[Written request 1]: Lay out the listing as a JSON list of strings, one string per line and blank lines omitted, covering everything from the line containing "Each instance receives one keypoint. Mark the wooden stilt" down to the end of the listing.

# It just doesn't fit re: Esme'/new plet



## Cozette (Jun 10, 2013)

My husband said to me last night what I was also thinking...."I just can't get used calling her Esme'". I guess apparently we both have been having trouble calling her Esme'. She seems too fierce for such a sweet name, lol.

So her name will be Jemma/Gemma. We both think it fits her better after trying Esme' out for a week and seeing how brave and fierce she is. LOL, So much weighs on a name.

Sent from Petguide.com Free App

Sent from Petguide.com Free App


----------



## DustyAndGreen (Jan 28, 2013)

Both are beautiful names  Sometimes you get to know your budgie better and their name just doesn't suit them.


----------



## SkyBluesMommy (Jul 21, 2012)

I don't think that Oliver will mind. He still has his lovely lady.


----------



## Squirt (Feb 3, 2014)

I love Gemma. Very British.


----------



## jellyblue (Aug 11, 2010)

Gemma is a great name for your beautiful girl. Very strong and determined.


----------



## AnimalKaperz (Jun 19, 2012)

Jemma is much prettier - Esme Watson from Country Practice is what I "see" when I hear that name :laughing:


----------



## kwatson (Jan 19, 2014)

Gemma is a great name ,I did the same thing with my dog lol,I named him Rebel at first but after seeing him so small to me he didn't look like a rebel lol so I named him Copper, but 2 years later for a dachshund he has a Rottweiler personality so I probably should have stuck with Rebel lol oh well..


----------



## FaeryBee (May 9, 2011)

*Gemma is a cute name! I'm sure she'll love it. :thumbsup:*


----------

Coordinate labeling data:
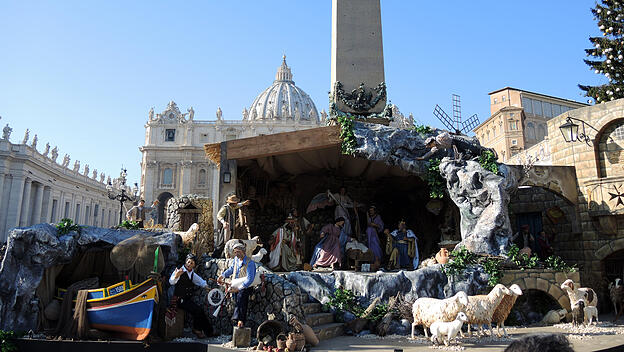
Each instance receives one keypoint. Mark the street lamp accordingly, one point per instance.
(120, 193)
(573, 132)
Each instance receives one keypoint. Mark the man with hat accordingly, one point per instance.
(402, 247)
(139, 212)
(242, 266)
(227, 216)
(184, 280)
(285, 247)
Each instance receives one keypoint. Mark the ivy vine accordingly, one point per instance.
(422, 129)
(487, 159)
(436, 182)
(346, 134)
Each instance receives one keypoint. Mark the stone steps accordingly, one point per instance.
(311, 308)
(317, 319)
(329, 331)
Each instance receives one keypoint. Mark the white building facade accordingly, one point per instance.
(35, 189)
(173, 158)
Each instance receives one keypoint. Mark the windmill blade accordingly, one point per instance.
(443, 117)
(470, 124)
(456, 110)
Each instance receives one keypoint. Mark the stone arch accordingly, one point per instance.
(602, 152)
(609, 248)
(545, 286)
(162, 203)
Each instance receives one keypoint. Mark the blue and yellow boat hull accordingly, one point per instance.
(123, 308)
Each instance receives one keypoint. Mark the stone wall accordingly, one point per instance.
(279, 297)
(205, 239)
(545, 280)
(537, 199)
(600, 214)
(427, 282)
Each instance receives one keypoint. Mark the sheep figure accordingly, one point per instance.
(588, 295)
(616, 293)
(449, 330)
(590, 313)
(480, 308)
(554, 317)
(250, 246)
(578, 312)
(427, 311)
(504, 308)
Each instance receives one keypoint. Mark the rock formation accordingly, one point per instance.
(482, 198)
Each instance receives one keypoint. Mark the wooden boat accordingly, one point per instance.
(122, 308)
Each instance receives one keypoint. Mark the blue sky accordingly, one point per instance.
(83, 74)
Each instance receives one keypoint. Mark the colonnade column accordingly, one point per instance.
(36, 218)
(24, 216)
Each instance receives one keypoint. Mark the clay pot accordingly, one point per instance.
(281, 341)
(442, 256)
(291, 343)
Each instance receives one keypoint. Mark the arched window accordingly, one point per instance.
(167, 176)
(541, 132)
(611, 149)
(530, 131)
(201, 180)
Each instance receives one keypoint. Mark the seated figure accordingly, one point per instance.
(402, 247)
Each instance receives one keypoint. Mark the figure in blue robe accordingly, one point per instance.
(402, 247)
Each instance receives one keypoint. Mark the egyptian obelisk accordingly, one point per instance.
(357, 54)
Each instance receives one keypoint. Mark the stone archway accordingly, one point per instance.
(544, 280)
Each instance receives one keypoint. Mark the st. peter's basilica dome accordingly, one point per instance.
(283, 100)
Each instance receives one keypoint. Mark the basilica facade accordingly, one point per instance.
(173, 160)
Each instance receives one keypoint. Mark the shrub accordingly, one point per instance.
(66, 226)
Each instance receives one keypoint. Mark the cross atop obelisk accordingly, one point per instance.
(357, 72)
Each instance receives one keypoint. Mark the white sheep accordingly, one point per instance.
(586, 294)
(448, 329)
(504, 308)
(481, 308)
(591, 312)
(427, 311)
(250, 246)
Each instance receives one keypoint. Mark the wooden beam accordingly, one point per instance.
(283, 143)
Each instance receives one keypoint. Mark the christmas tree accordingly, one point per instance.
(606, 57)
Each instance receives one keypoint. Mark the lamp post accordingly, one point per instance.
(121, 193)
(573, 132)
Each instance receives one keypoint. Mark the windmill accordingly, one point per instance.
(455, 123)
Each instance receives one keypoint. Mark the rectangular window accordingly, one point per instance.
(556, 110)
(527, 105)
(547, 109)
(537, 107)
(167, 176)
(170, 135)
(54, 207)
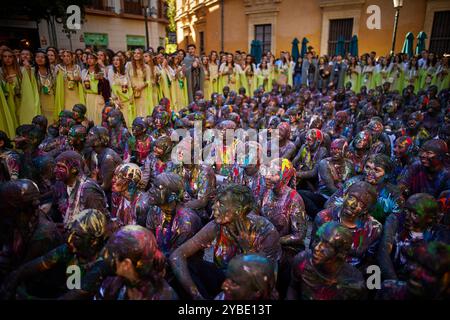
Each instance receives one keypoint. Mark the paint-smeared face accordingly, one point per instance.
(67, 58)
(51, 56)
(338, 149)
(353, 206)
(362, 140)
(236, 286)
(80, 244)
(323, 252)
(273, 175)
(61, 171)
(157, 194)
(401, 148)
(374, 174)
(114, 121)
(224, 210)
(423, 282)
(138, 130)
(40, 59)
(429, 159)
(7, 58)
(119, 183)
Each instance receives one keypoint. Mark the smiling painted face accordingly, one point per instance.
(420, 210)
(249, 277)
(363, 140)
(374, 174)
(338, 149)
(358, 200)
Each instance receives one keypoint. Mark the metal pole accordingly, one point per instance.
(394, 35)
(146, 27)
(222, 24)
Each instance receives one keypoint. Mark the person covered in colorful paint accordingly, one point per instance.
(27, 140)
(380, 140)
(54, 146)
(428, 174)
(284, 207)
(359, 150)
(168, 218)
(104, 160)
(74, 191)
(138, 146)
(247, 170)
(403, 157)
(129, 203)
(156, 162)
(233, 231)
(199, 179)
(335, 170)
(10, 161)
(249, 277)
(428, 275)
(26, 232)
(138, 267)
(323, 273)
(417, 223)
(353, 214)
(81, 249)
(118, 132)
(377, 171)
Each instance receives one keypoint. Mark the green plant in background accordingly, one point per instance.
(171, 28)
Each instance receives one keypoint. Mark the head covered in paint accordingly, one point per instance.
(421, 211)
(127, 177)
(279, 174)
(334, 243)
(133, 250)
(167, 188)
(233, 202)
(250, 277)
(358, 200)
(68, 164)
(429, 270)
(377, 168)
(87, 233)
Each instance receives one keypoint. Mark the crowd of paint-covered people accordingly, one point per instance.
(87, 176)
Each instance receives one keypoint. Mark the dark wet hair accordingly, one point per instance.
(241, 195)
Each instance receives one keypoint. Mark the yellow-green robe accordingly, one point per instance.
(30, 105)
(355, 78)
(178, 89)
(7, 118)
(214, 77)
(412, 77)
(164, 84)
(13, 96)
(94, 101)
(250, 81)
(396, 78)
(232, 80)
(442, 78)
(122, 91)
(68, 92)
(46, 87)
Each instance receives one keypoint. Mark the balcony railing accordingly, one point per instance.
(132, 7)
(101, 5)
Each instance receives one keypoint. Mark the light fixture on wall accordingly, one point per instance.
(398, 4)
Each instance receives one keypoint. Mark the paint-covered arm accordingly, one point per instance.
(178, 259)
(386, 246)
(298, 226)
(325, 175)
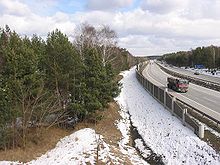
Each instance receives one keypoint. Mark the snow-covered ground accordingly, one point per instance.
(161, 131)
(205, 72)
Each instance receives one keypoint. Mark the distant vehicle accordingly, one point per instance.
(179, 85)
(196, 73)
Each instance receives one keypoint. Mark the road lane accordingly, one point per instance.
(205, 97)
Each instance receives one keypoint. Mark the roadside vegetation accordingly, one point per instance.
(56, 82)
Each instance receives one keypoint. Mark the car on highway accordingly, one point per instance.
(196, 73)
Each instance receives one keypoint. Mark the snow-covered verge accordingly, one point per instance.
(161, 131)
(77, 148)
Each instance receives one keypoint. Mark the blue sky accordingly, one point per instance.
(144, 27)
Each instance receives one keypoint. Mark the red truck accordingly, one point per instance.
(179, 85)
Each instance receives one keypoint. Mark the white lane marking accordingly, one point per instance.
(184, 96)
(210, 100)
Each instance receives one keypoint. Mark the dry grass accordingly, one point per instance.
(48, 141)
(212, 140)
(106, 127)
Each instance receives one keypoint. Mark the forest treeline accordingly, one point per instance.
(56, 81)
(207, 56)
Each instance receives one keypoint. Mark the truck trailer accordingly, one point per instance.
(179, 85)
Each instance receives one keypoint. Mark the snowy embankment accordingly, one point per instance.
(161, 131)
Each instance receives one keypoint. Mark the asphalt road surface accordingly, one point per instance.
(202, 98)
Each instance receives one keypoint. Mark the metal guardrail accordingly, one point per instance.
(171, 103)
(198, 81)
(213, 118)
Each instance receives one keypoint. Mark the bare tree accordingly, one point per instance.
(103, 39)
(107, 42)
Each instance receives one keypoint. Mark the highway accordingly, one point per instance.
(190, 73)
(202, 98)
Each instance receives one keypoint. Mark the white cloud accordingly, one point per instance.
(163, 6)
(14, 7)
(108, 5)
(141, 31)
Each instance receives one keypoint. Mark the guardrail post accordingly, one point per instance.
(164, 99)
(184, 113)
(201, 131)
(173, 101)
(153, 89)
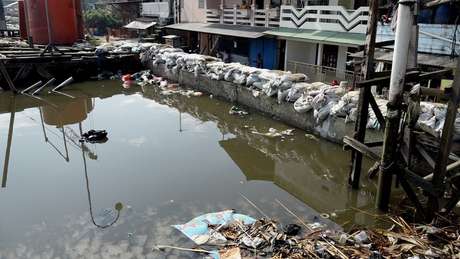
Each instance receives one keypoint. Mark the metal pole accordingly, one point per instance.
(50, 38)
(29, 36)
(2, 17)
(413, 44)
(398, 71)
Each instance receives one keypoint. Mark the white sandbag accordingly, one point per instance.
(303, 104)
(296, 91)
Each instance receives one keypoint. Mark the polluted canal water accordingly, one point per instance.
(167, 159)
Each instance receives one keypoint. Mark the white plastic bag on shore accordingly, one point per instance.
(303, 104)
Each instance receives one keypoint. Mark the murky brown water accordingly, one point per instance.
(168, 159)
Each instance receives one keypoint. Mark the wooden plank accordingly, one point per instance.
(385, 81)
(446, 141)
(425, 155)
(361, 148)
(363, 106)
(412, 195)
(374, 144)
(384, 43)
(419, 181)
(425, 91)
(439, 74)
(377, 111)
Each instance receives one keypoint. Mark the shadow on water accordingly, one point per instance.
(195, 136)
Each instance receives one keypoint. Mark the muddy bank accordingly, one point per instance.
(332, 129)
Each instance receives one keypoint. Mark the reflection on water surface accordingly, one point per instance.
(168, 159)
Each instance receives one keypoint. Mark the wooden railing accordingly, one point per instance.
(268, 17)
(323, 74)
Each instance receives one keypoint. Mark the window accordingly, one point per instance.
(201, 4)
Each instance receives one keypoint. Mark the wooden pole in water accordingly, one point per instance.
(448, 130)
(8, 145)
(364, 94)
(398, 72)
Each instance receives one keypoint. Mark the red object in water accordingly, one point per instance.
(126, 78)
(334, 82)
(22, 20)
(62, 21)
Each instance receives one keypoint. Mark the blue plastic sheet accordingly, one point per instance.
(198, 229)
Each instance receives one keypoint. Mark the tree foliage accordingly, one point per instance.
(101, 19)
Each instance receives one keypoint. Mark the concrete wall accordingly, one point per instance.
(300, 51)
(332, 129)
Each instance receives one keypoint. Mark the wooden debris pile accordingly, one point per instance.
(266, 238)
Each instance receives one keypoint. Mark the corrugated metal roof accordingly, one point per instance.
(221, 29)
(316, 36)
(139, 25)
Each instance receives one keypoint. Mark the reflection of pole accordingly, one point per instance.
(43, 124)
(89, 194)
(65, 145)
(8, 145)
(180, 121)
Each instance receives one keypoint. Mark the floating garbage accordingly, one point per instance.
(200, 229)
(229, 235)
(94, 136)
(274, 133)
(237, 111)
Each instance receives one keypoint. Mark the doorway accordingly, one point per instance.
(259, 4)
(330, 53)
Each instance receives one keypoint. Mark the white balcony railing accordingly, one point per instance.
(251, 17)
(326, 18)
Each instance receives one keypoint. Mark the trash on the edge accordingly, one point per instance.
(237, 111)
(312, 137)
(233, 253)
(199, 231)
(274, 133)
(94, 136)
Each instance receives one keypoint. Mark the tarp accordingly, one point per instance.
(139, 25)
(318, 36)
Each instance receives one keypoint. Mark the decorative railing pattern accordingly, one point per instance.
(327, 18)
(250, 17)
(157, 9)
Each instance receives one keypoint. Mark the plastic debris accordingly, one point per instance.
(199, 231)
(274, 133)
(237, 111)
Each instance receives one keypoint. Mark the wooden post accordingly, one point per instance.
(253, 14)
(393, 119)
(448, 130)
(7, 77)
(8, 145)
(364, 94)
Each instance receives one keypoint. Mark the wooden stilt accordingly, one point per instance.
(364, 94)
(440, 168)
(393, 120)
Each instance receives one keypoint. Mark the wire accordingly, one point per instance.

[Written request 2]: In the forum thread on renaming a budgie, what name did kwatson first give the dog?

[Full output 1]:
[
  "Each instance receives one keypoint. Mark the wooden stilt accordingly, one point per instance.",
  "(364, 94)",
  "(440, 168)",
  "(393, 120)",
  "Each instance receives one keypoint. Mark the wire accordingly, one point per instance."
]

[Full output 2]: Rebel